* **EXERCISE PROMPT**
Count the lines of the material below that contain the string "green", treating uppercase and lowercase letters as distinct. Reply with the number alone.

Items from a labeling collection
## START

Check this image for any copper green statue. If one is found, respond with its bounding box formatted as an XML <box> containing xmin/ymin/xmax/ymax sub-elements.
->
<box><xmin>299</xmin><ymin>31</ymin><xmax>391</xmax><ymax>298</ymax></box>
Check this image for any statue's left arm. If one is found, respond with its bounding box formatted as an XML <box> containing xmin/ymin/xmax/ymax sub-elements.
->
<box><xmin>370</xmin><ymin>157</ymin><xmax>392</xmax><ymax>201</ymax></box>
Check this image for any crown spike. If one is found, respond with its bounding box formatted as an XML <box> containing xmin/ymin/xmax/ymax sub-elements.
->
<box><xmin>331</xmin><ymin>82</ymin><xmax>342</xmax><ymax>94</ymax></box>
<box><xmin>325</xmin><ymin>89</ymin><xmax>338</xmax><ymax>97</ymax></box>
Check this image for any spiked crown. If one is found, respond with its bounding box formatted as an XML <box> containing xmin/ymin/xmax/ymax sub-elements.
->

## END
## START

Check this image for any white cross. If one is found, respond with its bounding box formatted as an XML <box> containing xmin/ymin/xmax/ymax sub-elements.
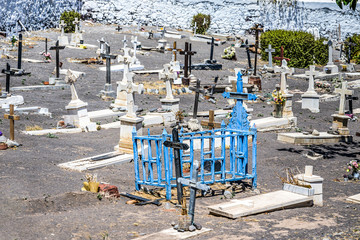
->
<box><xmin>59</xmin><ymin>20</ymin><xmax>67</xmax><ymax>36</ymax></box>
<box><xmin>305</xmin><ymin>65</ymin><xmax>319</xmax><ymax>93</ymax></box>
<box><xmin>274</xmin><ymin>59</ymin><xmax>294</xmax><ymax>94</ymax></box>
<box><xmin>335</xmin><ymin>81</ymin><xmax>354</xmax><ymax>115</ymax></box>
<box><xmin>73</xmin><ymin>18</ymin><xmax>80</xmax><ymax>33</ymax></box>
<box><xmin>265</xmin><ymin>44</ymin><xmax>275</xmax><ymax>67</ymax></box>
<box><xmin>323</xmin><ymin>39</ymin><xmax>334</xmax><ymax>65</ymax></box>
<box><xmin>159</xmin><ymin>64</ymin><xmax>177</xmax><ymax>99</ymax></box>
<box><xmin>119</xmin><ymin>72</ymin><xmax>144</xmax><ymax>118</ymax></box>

## END

* **EXERCISE RESULT**
1